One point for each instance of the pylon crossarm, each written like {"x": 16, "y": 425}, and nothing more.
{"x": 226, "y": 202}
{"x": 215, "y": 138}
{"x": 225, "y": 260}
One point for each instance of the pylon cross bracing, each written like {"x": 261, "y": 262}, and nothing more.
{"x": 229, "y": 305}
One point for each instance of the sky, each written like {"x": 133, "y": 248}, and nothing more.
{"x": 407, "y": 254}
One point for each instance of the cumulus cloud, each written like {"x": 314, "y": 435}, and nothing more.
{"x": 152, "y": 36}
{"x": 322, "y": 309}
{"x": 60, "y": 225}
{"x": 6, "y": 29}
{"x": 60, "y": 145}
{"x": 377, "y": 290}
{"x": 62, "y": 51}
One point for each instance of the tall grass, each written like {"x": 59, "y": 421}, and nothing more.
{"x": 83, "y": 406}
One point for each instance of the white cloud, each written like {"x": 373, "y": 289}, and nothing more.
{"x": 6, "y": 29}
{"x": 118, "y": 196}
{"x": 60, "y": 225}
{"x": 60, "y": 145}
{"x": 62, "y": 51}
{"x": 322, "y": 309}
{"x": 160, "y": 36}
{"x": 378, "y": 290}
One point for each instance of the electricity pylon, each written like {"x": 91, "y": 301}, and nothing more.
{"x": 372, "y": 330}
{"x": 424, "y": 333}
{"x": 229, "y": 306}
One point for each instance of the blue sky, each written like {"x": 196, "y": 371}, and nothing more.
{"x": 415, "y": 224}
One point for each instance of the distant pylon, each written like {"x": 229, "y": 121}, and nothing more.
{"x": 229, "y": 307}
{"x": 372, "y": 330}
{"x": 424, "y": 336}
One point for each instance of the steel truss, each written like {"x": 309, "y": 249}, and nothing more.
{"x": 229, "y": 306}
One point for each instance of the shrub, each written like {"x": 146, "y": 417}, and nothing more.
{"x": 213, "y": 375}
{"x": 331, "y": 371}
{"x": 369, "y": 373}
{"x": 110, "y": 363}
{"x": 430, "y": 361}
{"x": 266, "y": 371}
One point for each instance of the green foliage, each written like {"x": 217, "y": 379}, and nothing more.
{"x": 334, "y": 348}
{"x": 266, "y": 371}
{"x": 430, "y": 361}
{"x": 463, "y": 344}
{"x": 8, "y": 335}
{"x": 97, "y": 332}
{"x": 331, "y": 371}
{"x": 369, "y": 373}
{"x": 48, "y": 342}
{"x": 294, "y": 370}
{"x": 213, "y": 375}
---
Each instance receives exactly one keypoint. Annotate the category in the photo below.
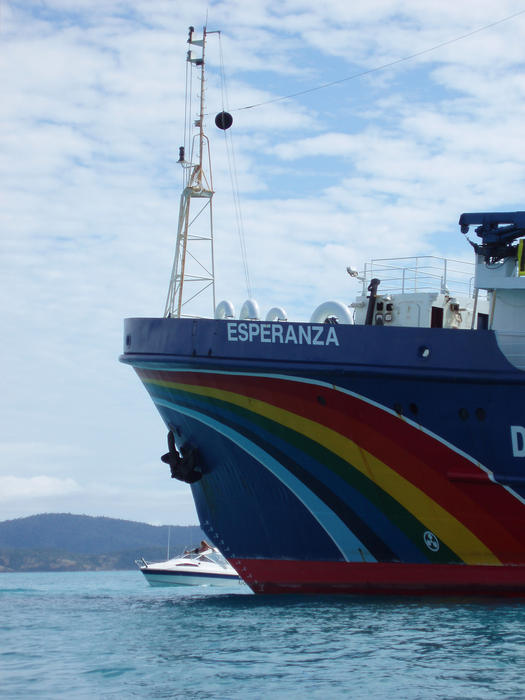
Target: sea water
==
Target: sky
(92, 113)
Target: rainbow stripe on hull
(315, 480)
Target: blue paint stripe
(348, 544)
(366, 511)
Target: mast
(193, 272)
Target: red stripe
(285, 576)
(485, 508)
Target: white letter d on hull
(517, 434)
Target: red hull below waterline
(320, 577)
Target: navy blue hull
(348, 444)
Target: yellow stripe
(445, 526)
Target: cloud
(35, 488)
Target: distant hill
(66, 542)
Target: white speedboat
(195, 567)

### Written request
Report every line in the records that contains the word "blue", copying each such line in full. Match case exactly.

### Worked solution
One point for each instance of the blue sky, each written like {"x": 196, "y": 371}, and nothing more.
Target: blue paint stripe
Target: navy blue hull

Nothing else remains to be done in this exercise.